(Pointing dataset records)
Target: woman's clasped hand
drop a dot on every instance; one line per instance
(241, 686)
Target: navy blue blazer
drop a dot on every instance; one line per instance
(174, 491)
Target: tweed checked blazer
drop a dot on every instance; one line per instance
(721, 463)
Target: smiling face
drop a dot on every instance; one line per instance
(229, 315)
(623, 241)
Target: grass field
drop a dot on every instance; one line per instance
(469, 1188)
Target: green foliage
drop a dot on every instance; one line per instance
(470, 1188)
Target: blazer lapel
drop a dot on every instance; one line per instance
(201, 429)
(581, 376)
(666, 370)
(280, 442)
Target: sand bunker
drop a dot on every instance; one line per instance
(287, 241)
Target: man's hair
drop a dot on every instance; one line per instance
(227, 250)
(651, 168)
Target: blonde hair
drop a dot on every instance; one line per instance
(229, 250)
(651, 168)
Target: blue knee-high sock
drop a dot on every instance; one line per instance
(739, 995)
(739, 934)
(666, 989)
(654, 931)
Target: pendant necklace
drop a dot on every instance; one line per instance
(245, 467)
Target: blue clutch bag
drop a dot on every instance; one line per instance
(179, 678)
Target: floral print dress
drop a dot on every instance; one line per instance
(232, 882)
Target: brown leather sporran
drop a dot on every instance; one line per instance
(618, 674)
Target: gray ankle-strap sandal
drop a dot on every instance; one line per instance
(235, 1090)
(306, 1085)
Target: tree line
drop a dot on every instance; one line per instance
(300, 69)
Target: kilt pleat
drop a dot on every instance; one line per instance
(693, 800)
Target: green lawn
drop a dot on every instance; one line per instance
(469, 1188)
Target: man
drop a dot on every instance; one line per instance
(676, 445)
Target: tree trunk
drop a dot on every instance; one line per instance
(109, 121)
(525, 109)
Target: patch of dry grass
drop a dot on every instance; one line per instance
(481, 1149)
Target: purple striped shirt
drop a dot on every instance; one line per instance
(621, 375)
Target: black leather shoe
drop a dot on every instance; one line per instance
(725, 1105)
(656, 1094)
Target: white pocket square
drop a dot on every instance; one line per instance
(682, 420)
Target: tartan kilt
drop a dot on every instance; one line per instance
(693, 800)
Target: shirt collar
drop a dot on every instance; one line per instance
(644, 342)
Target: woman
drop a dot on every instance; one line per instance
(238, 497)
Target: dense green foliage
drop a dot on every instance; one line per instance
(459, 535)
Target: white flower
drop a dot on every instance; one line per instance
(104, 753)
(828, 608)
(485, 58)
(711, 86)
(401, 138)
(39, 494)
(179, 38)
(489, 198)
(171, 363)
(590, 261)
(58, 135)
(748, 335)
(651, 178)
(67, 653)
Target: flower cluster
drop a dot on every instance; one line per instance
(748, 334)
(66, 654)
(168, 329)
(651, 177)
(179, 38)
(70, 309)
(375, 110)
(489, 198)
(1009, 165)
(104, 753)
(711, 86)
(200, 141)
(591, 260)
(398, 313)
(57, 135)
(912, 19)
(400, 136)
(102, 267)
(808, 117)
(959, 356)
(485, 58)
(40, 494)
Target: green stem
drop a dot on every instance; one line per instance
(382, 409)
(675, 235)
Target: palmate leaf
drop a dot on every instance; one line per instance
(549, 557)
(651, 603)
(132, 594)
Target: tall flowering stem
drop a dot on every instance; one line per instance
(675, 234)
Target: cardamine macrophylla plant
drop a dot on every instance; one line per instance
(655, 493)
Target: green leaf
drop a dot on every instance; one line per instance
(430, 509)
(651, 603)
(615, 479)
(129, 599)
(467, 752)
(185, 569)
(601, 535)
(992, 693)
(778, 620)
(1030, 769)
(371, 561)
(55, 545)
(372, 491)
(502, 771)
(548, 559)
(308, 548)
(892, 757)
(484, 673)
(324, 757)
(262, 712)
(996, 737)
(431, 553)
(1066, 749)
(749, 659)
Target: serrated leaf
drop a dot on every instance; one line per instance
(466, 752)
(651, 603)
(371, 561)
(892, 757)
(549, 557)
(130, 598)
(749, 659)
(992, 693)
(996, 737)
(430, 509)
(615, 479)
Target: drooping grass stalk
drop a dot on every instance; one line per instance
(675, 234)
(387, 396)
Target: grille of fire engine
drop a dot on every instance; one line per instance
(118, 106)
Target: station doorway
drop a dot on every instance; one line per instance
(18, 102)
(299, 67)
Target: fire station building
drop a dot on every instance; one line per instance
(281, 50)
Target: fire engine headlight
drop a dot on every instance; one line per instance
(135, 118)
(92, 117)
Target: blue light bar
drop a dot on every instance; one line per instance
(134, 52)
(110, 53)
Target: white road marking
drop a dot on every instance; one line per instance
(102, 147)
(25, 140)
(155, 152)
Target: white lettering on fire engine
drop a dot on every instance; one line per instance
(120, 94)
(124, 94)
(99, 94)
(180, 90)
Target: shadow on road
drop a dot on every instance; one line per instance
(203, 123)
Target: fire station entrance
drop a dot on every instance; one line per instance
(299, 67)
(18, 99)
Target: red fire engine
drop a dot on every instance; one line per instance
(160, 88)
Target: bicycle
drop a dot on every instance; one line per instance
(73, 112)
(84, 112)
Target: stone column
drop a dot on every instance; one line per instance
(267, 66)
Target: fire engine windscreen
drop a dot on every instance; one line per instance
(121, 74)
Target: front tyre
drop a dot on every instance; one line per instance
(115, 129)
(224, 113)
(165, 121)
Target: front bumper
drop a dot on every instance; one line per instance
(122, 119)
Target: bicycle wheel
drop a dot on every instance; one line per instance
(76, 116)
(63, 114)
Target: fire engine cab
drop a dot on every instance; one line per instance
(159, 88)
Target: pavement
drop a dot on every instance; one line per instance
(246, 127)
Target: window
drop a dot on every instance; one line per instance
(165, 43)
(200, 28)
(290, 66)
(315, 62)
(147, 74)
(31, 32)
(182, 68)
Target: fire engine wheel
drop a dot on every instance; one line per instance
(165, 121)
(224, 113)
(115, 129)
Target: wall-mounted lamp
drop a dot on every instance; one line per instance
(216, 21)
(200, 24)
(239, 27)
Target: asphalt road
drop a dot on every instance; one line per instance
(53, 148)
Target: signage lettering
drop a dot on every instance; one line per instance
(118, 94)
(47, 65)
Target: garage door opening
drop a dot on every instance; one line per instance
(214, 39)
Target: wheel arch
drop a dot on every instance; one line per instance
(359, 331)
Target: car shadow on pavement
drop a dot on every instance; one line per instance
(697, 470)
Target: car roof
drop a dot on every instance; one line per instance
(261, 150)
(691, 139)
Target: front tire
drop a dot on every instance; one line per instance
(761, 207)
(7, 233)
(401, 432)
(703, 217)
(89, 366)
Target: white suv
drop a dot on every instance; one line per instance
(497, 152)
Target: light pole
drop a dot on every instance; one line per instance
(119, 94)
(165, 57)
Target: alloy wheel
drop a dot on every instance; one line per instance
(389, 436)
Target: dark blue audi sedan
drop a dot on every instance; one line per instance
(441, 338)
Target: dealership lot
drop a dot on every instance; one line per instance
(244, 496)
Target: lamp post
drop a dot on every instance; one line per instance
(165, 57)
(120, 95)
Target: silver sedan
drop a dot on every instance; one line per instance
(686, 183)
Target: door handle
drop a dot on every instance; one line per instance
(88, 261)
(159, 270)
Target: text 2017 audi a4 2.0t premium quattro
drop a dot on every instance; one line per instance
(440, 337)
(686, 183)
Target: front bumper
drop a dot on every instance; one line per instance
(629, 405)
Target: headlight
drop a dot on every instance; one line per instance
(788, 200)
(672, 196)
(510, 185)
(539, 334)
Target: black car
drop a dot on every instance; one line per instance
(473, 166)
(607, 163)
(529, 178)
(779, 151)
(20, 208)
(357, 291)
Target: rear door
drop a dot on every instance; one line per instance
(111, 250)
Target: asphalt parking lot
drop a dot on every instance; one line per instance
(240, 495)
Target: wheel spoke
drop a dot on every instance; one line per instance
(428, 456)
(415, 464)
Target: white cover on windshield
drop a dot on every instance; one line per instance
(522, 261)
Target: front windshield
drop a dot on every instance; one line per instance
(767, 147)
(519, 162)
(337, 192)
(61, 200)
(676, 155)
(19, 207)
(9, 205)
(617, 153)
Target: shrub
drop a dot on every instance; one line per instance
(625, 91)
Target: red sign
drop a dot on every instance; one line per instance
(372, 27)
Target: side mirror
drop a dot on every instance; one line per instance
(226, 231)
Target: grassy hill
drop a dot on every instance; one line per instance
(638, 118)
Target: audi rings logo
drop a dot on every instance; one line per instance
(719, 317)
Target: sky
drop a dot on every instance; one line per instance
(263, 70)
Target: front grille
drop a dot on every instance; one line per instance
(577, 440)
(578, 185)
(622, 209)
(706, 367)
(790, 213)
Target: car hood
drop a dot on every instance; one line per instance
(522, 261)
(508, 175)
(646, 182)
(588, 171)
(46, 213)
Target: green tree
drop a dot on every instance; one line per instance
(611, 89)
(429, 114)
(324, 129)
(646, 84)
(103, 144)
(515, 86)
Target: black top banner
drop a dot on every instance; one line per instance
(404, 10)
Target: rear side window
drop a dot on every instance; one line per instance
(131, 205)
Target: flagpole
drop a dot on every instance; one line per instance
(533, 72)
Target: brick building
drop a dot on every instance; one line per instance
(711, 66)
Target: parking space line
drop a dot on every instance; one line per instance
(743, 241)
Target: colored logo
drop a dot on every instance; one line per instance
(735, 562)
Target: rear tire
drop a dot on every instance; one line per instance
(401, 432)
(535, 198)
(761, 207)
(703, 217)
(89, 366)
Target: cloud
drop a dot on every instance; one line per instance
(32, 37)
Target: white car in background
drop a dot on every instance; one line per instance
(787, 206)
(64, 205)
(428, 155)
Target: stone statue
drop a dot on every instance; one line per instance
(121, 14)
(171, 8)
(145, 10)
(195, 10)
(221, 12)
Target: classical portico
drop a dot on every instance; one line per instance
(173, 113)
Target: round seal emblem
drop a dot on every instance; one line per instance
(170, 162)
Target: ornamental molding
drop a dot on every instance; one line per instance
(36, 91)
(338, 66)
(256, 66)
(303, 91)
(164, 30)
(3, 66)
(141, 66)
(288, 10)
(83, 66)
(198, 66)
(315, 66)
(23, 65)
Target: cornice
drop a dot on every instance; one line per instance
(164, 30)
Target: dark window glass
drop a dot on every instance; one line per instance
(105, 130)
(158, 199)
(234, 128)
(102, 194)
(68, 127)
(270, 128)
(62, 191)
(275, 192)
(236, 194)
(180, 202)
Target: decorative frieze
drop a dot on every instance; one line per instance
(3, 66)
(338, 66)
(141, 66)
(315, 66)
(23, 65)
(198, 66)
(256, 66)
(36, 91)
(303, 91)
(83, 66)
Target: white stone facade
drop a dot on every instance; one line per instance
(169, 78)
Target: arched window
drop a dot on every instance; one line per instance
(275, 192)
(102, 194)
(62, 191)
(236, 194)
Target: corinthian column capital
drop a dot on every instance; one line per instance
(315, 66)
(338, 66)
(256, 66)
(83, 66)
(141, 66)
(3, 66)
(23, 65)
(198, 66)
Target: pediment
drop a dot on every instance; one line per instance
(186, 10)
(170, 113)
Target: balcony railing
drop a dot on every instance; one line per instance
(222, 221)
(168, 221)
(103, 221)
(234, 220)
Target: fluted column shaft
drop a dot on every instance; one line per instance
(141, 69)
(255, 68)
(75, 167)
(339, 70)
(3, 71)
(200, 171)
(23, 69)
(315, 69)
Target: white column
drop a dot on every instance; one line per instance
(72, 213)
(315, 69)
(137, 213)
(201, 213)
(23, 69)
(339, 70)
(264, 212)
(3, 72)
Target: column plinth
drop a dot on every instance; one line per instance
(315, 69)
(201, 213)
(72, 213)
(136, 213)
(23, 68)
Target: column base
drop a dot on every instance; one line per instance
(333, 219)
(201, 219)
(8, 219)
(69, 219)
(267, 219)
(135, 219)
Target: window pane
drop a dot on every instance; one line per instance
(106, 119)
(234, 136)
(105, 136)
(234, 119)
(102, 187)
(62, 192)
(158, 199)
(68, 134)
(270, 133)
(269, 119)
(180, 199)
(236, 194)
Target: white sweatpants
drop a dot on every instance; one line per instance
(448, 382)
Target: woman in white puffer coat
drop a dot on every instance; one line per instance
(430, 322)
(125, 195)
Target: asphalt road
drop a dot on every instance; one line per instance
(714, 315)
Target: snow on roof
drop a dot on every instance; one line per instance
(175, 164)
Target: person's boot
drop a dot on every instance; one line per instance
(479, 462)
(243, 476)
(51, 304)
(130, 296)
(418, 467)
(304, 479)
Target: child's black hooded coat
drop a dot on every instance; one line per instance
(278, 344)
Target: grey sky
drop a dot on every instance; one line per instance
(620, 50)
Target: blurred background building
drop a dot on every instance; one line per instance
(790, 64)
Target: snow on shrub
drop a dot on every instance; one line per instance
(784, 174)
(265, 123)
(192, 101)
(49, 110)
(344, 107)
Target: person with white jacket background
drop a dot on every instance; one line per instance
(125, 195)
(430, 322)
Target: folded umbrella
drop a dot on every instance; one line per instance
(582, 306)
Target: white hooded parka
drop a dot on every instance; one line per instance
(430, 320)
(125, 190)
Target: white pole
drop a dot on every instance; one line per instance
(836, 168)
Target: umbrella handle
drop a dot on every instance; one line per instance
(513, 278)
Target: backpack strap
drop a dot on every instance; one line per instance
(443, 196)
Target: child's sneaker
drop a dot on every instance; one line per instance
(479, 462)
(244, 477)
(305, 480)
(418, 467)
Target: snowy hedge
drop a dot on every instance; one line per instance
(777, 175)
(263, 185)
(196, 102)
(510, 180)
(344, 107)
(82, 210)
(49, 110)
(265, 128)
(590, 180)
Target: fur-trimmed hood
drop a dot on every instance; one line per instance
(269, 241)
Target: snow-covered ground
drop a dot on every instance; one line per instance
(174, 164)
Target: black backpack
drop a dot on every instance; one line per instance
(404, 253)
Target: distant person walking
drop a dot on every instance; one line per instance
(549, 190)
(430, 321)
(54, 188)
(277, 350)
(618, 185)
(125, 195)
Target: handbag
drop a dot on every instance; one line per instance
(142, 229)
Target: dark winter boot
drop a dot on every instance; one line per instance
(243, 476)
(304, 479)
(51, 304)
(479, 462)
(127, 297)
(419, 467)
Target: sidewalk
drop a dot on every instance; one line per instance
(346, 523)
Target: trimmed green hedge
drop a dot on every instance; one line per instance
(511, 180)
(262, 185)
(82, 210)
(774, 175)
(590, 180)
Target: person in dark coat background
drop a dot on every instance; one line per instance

#### Stated exercise:
Recast the part of the material that opens with the line containing "Target: tree trunk" and closes with the line containing "(656, 1094)" as a numbered list, including both of those lines and omitting any blank lines.

#### Reply:
1. Target: tree trunk
2. drop a dot on every instance; one line per instance
3. (109, 121)
4. (525, 109)
5. Target: patch of dry grass
6. drop a dot on every instance; one line per instance
7. (481, 1149)
8. Target: purple striped shirt
9. drop a dot on every instance; one line per instance
10. (621, 375)
11. Target: black leather shoe
12. drop a dot on every instance; one line per instance
13. (725, 1105)
14. (656, 1094)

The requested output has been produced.